** BEGIN ROWS **

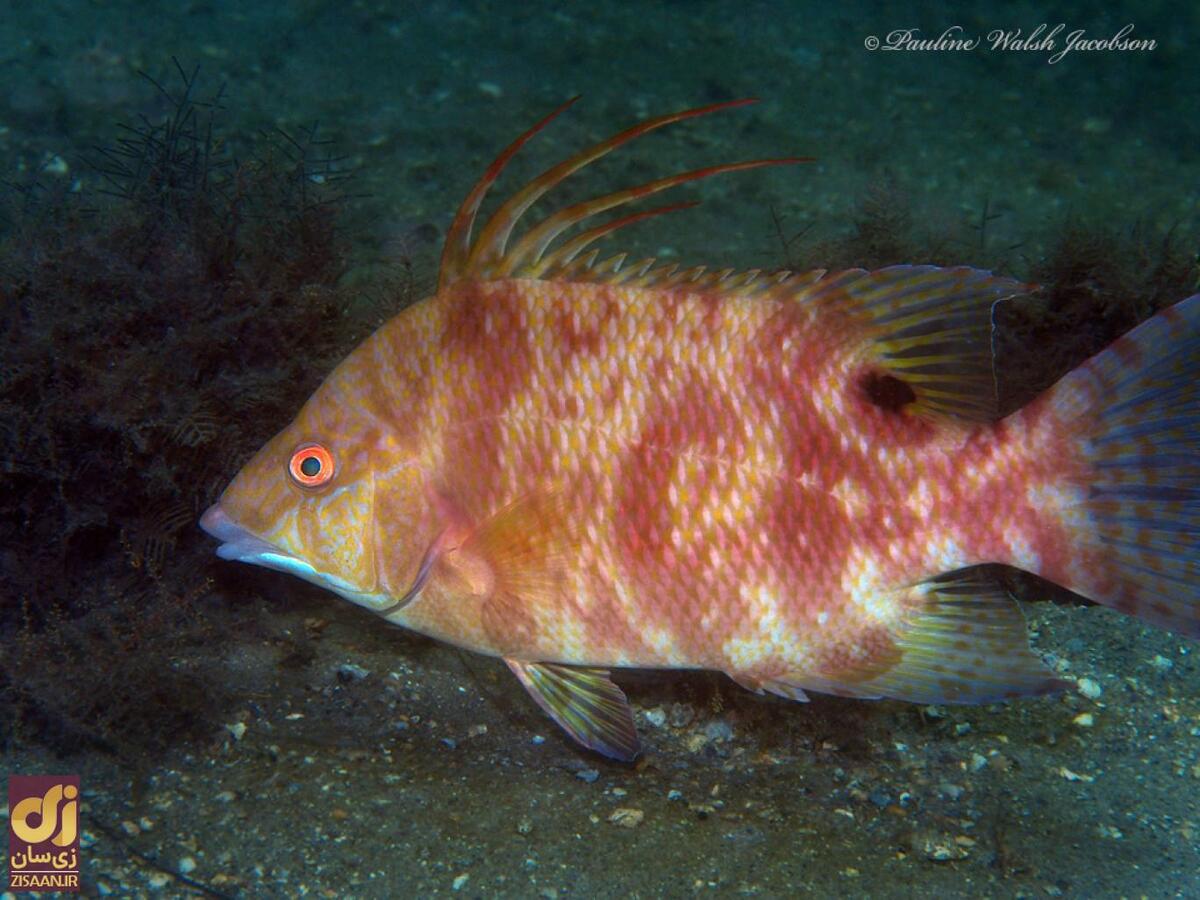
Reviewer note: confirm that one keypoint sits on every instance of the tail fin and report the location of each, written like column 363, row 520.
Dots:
column 1138, row 517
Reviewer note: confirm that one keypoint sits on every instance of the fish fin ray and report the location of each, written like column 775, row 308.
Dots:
column 1137, row 409
column 928, row 327
column 966, row 642
column 489, row 257
column 585, row 702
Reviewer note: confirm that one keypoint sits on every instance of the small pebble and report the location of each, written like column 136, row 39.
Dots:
column 681, row 715
column 627, row 817
column 719, row 730
column 949, row 791
column 57, row 166
column 349, row 672
column 1074, row 775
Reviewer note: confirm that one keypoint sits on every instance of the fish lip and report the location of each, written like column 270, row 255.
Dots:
column 237, row 543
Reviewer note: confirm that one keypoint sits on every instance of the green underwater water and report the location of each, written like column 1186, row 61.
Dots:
column 240, row 733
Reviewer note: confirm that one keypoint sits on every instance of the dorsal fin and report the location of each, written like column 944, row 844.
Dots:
column 490, row 257
column 927, row 327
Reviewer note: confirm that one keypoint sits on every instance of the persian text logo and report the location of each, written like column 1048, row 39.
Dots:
column 43, row 833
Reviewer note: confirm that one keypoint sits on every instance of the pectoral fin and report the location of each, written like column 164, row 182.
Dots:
column 585, row 702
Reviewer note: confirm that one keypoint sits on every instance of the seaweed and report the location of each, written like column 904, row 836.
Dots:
column 151, row 334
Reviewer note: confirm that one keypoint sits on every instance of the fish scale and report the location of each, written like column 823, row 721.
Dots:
column 580, row 463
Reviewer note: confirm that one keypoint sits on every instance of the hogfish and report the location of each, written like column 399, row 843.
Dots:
column 579, row 463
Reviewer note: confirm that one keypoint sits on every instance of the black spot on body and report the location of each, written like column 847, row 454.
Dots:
column 886, row 390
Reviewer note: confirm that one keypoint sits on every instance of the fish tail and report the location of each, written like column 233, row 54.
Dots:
column 1134, row 511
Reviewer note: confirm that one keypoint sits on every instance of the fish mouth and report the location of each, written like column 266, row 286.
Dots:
column 241, row 546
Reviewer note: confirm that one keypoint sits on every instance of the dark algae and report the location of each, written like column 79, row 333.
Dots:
column 187, row 247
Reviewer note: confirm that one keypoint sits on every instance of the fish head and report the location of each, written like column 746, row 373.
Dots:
column 315, row 499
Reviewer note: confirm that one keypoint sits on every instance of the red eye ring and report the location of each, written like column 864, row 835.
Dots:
column 311, row 466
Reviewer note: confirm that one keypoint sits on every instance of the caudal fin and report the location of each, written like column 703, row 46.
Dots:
column 1137, row 516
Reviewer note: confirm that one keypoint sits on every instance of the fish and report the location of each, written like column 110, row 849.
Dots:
column 579, row 463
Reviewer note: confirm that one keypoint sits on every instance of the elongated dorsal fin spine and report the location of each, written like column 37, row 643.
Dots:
column 489, row 257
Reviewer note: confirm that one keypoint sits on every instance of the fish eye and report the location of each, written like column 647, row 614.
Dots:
column 311, row 466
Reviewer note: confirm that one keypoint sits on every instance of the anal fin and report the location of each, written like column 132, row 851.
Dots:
column 585, row 702
column 967, row 643
column 779, row 687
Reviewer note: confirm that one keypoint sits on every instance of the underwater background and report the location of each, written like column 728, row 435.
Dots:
column 205, row 205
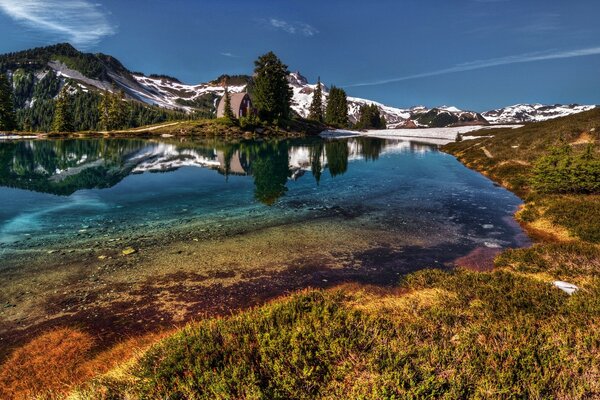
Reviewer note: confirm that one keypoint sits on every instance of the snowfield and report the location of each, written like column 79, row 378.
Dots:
column 445, row 135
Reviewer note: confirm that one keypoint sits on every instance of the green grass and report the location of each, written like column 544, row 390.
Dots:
column 502, row 334
column 483, row 335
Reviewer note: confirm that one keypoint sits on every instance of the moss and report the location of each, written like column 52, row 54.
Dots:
column 487, row 335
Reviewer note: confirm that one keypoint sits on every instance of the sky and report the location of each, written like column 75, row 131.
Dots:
column 473, row 54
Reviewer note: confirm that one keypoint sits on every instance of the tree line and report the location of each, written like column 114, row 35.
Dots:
column 70, row 108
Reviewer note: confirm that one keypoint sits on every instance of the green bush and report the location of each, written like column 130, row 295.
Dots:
column 562, row 172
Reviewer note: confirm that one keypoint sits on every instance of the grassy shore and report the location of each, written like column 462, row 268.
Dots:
column 507, row 333
column 202, row 127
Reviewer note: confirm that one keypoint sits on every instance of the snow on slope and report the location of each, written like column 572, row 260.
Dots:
column 170, row 94
column 532, row 113
column 303, row 95
column 166, row 93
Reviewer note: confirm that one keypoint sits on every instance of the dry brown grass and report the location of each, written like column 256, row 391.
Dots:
column 47, row 366
column 51, row 365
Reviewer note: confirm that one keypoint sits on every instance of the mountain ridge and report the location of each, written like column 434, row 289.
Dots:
column 100, row 72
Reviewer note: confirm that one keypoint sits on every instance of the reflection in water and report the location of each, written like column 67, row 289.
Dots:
column 63, row 167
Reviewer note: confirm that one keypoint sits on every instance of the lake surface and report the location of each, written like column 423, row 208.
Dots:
column 219, row 215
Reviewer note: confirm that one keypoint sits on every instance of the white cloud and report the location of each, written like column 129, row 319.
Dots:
column 78, row 21
column 293, row 27
column 493, row 62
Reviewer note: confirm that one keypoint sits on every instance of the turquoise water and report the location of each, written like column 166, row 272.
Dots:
column 71, row 193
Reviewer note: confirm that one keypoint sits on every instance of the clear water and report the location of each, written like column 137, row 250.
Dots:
column 69, row 193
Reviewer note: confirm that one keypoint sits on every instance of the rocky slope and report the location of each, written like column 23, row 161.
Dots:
column 39, row 73
column 532, row 113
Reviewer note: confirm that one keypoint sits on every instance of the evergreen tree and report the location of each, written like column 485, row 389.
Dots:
column 228, row 112
column 337, row 108
column 103, row 107
column 118, row 111
column 7, row 109
column 62, row 121
column 316, row 107
column 370, row 118
column 272, row 94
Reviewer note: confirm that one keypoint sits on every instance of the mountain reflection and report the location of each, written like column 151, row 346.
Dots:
column 62, row 167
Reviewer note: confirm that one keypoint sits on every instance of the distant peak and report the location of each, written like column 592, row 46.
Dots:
column 297, row 79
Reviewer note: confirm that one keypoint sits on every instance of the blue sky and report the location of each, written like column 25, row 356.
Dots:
column 474, row 54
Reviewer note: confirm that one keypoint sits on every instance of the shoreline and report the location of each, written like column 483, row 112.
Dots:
column 203, row 272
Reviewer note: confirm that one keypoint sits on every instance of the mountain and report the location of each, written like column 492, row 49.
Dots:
column 396, row 117
column 39, row 74
column 521, row 113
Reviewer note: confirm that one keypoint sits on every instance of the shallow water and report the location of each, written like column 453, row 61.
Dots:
column 218, row 226
column 68, row 192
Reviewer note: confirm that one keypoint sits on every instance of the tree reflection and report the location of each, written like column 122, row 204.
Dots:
column 271, row 169
column 65, row 166
column 337, row 156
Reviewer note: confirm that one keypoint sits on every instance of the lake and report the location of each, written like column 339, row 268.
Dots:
column 214, row 225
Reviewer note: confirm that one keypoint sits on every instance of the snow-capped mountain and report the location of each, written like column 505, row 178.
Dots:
column 396, row 117
column 38, row 74
column 532, row 113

** END ROWS **

■ **EXERCISE DESCRIPTION**: Starting at the line that contains "572, row 260." and ending with the line that contains "column 100, row 72", reproduce those lines above as a numbered list, including both end lines and omitting any blank lines.

■ **FINAL RESULT**:
1. Reviewer note: confirm that one keypoint sits on every instance of the snow on slope and report the location of each, written like column 572, row 260.
2. Dots:
3. column 170, row 94
4. column 532, row 113
5. column 303, row 95
6. column 166, row 93
7. Reviewer note: confirm that one keypoint sits on every instance of the dry brown grass and report the location of each, written like column 256, row 391.
8. Dots:
9. column 47, row 366
10. column 51, row 365
11. Reviewer note: confirm that one keypoint sits on every instance of the mountain ridge and report the location of each, written like column 434, row 289.
12. Dots:
13. column 100, row 72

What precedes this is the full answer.